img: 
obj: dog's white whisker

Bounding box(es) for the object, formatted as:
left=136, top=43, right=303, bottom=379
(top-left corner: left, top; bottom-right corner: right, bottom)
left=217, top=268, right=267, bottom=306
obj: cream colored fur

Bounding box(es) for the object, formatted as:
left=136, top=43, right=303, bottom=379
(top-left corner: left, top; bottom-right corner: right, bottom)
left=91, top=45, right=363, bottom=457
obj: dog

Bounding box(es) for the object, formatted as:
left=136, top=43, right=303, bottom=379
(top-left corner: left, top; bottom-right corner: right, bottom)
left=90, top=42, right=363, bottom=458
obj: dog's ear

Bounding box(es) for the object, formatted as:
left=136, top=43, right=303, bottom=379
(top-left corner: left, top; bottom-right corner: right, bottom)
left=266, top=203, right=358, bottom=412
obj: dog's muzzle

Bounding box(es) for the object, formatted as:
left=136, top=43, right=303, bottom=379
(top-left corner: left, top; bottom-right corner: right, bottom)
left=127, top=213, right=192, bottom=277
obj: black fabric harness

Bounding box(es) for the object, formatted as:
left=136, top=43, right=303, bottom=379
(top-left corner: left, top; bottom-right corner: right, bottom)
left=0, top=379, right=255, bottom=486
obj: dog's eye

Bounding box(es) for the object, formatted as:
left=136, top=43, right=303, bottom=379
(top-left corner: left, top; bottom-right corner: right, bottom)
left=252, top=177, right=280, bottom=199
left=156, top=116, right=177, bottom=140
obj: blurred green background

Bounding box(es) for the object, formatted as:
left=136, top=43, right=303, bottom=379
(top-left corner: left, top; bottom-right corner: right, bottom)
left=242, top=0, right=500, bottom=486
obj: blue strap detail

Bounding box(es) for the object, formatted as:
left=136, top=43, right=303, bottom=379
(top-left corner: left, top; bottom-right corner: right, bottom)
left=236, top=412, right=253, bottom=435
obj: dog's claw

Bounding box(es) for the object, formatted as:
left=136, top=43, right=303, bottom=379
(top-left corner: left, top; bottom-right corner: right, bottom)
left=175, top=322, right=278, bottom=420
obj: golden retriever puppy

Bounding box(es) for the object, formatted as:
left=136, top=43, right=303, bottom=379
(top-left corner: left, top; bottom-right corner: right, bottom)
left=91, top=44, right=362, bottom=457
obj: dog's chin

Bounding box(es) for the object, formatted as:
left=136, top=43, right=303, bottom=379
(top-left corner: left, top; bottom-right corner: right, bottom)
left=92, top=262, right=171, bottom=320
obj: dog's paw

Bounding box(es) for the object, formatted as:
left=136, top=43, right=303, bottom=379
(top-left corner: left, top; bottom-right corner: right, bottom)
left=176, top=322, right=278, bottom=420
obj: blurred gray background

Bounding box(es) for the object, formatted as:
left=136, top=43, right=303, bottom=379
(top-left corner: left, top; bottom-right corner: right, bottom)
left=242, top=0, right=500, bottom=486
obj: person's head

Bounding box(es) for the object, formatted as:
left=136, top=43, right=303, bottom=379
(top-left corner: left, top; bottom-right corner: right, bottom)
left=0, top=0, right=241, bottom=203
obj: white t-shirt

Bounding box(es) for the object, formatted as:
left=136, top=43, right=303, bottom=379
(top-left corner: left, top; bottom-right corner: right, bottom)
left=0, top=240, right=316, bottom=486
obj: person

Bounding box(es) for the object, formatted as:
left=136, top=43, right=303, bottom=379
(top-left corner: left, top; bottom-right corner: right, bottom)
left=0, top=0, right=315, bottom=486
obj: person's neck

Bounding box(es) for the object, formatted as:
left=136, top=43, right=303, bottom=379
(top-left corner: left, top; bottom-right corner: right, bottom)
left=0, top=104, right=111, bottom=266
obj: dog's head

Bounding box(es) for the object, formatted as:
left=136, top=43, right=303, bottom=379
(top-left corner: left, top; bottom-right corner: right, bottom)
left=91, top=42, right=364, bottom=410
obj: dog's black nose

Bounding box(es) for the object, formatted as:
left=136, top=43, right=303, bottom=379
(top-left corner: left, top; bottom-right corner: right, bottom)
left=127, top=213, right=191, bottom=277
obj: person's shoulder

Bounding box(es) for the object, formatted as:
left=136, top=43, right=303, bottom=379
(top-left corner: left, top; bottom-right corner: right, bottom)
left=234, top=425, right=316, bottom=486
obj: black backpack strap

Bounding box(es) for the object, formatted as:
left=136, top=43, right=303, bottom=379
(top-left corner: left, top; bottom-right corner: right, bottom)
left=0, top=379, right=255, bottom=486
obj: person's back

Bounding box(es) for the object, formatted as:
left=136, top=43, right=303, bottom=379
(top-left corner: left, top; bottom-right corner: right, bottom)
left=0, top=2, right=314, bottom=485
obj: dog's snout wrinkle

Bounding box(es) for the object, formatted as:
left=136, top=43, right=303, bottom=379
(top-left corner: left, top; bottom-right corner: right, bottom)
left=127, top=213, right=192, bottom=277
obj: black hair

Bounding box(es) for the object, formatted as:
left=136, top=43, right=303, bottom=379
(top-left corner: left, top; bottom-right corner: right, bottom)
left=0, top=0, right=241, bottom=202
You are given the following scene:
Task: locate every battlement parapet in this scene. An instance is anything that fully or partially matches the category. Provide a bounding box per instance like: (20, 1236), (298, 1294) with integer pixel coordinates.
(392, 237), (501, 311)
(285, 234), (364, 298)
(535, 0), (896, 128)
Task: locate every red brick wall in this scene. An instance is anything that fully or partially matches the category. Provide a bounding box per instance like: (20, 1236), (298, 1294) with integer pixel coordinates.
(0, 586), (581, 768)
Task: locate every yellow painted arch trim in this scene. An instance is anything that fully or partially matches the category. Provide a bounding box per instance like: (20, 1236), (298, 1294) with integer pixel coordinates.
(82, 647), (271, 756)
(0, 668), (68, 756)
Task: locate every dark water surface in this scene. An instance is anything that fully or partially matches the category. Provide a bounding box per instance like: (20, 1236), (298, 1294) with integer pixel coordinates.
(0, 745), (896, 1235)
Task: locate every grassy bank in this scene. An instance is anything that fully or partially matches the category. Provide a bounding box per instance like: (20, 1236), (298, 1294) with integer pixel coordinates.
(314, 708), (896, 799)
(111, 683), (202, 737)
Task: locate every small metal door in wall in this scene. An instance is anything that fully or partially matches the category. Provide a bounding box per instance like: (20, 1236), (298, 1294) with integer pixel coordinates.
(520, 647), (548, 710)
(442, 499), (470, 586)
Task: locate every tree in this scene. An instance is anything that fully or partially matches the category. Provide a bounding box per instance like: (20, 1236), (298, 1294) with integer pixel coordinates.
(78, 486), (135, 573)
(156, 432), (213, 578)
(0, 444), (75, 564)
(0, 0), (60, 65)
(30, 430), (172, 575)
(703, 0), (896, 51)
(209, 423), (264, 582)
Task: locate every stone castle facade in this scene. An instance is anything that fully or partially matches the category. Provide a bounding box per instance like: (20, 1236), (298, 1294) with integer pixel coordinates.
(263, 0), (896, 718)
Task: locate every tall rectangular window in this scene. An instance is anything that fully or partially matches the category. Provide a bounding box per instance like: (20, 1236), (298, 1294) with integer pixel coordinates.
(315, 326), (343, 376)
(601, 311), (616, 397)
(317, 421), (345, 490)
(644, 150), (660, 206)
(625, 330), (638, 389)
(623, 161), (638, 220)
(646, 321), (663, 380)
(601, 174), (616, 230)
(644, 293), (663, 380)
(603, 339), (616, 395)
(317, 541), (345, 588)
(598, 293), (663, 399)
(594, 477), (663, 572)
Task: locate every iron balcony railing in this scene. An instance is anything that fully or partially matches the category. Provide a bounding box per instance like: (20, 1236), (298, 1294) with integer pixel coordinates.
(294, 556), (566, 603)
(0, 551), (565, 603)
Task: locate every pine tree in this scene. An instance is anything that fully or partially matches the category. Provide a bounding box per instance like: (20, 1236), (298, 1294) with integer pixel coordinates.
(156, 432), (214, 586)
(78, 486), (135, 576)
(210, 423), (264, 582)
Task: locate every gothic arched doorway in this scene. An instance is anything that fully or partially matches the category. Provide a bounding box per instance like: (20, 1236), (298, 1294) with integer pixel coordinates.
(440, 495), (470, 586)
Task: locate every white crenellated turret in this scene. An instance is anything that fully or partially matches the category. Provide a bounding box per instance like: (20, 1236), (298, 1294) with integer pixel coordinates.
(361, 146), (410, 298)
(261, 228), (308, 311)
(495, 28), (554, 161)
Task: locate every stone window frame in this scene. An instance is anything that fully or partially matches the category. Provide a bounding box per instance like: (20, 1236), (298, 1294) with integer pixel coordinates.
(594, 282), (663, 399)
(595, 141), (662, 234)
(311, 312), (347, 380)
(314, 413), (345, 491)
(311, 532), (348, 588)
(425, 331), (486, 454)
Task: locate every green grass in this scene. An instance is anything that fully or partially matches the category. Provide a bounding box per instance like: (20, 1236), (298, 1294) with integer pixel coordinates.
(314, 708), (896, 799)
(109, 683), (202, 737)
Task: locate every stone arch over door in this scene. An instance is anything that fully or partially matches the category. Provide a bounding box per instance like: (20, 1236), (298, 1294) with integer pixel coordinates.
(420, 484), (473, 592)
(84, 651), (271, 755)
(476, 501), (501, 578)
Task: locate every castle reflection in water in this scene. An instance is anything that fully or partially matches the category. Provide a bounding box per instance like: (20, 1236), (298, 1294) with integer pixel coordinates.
┄┄┄┄┄┄
> _Work to be completed_
Show every line of the data above that contains the word "person", where case counts.

> _Solution for this problem_
obj: person's head
obj: person
obj: person's neck
obj: person's shoulder
obj: person's back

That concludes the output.